▶ **SOURCE EXTRACT**:
════════════════════
Tropical cyclones, including Hurricane Isaias, could have erratic behavior with fluctuating intensity and shifts in trajectory. Conditions could quickly change, prompting new watches or warnings as the storm moves along the coast. Despite today’s forecast track, it is important that everyone from Florida to Maine closely monitor the storm, prepare for its impacts, and take efforts to protect life and property until the threat has completely passed.
While Isaias probably won’t be a strong hurricane when it pushes into the Mid Atlantic and New England states, it will likely be a destructive tropical storm similar to past damaging tropical storms that have impact the region.
One such storm was Floyd in 1999. While Floyd initially made landfall as a hurricane into the North Carolina coast, it weakened to tropical storm status by late on September 16. The storm gradually lost its tropical characteristics as it quickly moved through the Delmarva Peninsula, eastern New Jersey, Long Island, and New England. Late on September 17, Floyd transitioned into an extratropical cyclone near the coast of southern Maine. Even though Floyd was “only” a tropical storm, it left a trail of death and destruction from North Carolina to Maine. In Virginia, Floyd created $101 million in damages and claimed 4 lives. In Washington, DC, damaging winds knocked down trees and power-lines; a wind gust of 56 mph was recorded at the Children’s National Medical Hospital. Maryland and Delaware were hit by flooding rains that caused more than $100 million in damages. In Delaware alone, 171 homes were damaged with 33 destroyed. New Jersey then saw its worst natural disaster in the state’s history at the time; 7 people were killed while major floods washed away homes and entire communities. More than 1,500 homes were damaged and 284 were destroyed in the Garden State, leaving more than 1,000 people homeless, with Middlesex, Somerset, and Bergen Counties among the worst hit. Even away from the coast, Pennsylvania was not spared; there, Floyd killed 13 people, largely due to drownings, fallen trees, or heart attacks, and another 40 people were severely injured. The hurricane left about $60 million in damage, mostly related to its heavy rainfall. Floyd continued adding to its damage and death toll as it moved into New York state, with many left without power for a prolonged period of time.
════════════════════
▶ **WORK TO COMPLETE**:
• A. Return the passage of the Hurricane Isaias text starting at "While Isaias probably" and ending at "impact the region.", copied word for word.
• B. Resume the text on Hurricane Isaias and Tropical Storm Floyd, picking up right after its final sentence.

(Dataset entries)
════════════════════
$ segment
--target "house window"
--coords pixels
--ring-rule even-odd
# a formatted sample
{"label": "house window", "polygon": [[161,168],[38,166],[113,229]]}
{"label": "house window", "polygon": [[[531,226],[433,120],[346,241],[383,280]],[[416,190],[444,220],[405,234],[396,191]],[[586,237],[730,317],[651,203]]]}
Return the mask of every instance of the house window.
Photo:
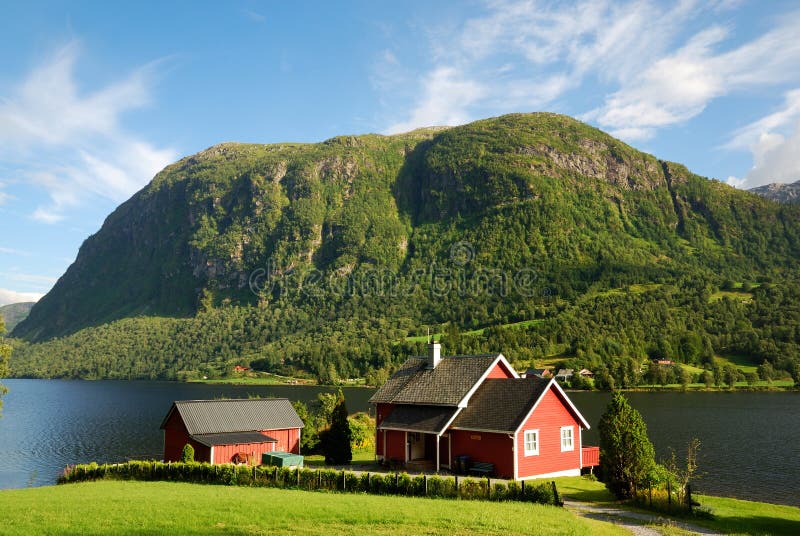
════════════════════
▶ **SET OF ANSWERS**:
• A.
While Isaias probably won’t be a strong hurricane when it pushes into the Mid Atlantic and New England states, it will likely be a destructive tropical storm similar to past damaging tropical storms that have impact the region.

• B.
Another storm to impact the region was Tropical Storm Irene. After making landfall on North Carolina as a category 1 hurricane, it moved north, making a second landfall at Brigantine, New Jersey on August 28, 2011. Making landfall with winds of 70 mph, Irene moved over water again, hugging the New Jersey coastline. Later that morning, Tropical Storm Irene made landfall again with 65 mph winds in the Coney Island neighborhood of Brooklyn, New York. The storm would replace Floyd as New Jersey’s costliest natural disaster. It also created incredible damage and claimed lives into New England, leaving 48 people dead and creating a damage total of $13.5 billion.
Another notable non-hurricane storm to impact the U.S. East Coast was Sandy in 2012. In October of that year, Sandy moved ashore in Brigantine, New Jersey as an extratropical cyclone. Sandy killed 37 and causing nearly $30 billion in damages, surpassing Floyd and Irene as the Garden State’s biggest natural disaster. Widespread devastation occurred, particularly on Long Beach Island and the Barnegat Peninsula, where the Seaside Heights boardwalk collapsed into the ocean. Further north, storm surge flooding caused massive destruction along the Raritan Bay and traps thousands in Hoboken. All of New Jersey Transit’s commuter rail operations are affected, with some lines out of service for over a month. Sandy also causes the worst power outage in state history, blacking out over 2 million households. Sandy created equal devastation around New York City and across western Long Island, where coastal communities were inundated by a significant storm surge.